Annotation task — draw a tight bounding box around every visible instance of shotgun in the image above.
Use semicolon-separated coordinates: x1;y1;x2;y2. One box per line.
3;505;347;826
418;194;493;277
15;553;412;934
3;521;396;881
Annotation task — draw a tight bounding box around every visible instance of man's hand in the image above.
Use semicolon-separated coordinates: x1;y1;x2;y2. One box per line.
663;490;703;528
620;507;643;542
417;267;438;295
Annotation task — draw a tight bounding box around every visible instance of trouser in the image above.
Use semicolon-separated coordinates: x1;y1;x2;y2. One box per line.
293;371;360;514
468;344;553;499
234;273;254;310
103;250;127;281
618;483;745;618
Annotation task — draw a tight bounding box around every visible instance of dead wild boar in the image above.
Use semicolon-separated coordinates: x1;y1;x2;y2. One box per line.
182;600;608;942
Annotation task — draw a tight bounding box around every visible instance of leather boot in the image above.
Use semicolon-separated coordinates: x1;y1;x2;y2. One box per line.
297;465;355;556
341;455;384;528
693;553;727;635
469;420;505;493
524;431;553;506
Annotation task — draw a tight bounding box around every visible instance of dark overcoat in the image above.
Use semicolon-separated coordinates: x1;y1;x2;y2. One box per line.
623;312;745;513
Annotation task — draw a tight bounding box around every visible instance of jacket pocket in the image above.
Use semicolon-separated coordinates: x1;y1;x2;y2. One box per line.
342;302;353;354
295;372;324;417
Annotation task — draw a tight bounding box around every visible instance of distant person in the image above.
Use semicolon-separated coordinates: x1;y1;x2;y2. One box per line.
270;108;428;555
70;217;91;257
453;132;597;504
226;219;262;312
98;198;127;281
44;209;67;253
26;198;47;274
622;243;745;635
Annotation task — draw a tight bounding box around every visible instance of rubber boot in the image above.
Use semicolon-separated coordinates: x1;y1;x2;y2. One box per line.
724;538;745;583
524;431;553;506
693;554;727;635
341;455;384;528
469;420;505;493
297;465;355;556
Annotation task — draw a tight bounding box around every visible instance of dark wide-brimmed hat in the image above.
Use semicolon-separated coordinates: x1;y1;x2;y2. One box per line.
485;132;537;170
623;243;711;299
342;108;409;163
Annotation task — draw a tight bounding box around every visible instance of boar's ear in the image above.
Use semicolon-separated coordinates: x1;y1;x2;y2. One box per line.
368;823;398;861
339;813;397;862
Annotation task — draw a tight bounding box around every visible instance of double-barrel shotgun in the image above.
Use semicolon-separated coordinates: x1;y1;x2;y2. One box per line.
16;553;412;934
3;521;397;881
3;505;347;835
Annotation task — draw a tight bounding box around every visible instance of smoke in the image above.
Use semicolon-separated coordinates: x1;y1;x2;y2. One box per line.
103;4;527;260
-*-*-
### EXERCISE
Starting at the first line of the data and stopping after the line containing "618;483;745;618", write those lines out again, requests included, offsetting every bounding-box coordinate in the answers by 72.

### CORRECT RESPONSE
Annotation task — draw a tight bounding box around every visible instance of shotgun in the image above.
Use semicolon-separated coordinates: x1;y1;x2;y2. One box per line.
75;577;419;898
490;266;565;349
87;625;484;1006
75;593;468;953
Annotation task — draw a tight bounding box around every visible instance of man's hand in the image above.
Use semicolon-separated coordinates: x1;y1;x2;y2. One box per line.
735;562;775;600
692;579;715;614
489;339;510;367
Annotation task — draw a tight bounding box around every visible instance of trouser in the image above.
Use semicolon-separated coordinates: x1;y1;x2;y2. One box per line.
365;443;432;586
540;416;625;571
306;345;326;382
175;322;199;353
690;555;817;690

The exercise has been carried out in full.